* [Что сделать]
[a] Когда, согласно статье о Трампе и американском истеблишменте, протестный электорат отдал за него свои голоса?
[b] Напишите продолжение статьи о Трампе и американском истеблишменте, начиная после её последнего предложения.

* [Исходный текст]
● ● ● ● ● ● ●

Дмитрий Суслов: Истеблишмент победил. Политика Трампа становится всё более мейнстримной
| Международный дискуссионный клуб «Валдай»
Не прошло и девяти месяцев, как обещавший «осушить вашингтонское болото» Дональд Трамп оказался им полностью поглощён. Правило же преемственности американской внешней политики в очередной раз доказало свою справедливость. Другое дело, что, идя на уступки истеблишменту, вчистую отказываясь от многих своих предвыборных обещаний и соратников времен кампании, Трамп не укрепляет свои позиции.
Напротив, он их стремительно сдаёт и делает своё и без того плохое внутриполитическое положение ещё хуже. Для истеблишмента он в любом случае останется чужаком и даже врагом – какую бы конформистскую линию он не занимал. Поддержку же протестного электората – тех, кто хочет перемен и потому отдал за него свои голоса в ноябре 2016 года – он теряет. Видимо, Америке и всему миру следует готовиться к новым Трампам и новым потрясениям.
В августе американский истеблишмент продолжил решительное наступление на уже изрядно ослабевшего президента Трампа и остатки его антиистеблишментовской команды. И победил – как в аппаратной борьбе, так и в определении американской внешней политики.

● ● ● ● ● ● ●

* [Записанные данные]
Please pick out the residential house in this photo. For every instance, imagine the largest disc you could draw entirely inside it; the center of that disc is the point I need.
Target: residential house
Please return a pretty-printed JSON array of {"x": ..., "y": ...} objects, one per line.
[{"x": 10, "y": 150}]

● ● ● ● ● ● ●

* [Ответы по заданиям]
[a] В ноябре 2016 года.

[b]
На аппаратном уровне Белый дом оказался полностью очищен от влиятельных сторонников резких перемен во внешней политике США, отказа от имперской политики и перехода к продвижению национальных интересов Америки в узком эгоистическом понимании. Последним аккордом этого очищения и, соответственно, полного поглощения аппарата президента США традиционным истеблишментом стала отставка главного апологета политики «Америка прежде всего», архитектора победы Трампа в 2016 году и теперь уже бывшего советника Белого дома по стратегическим вопросам Стивена Бэннона. Его полугодовое противостояние с советником президента США по национальной безопасности Гербертом Макмастером, представляющим традиционный военный истеблишмент и стремящимся превратить администрацию Трампа в «нормальную» республиканскую администрацию, проводящую «нормальную» для республиканцев внешнюю политику, закончилось полной победой последнего. Отныне в окружении президента-бунтаря нет ни одного влиятельного сторонника «бунтарской» политики. Поглощение Трампа истеблишментом завершилось, а в номинально его администрации окончательно воцарился тандем традиционной республиканской политической и традиционной военной верхушки.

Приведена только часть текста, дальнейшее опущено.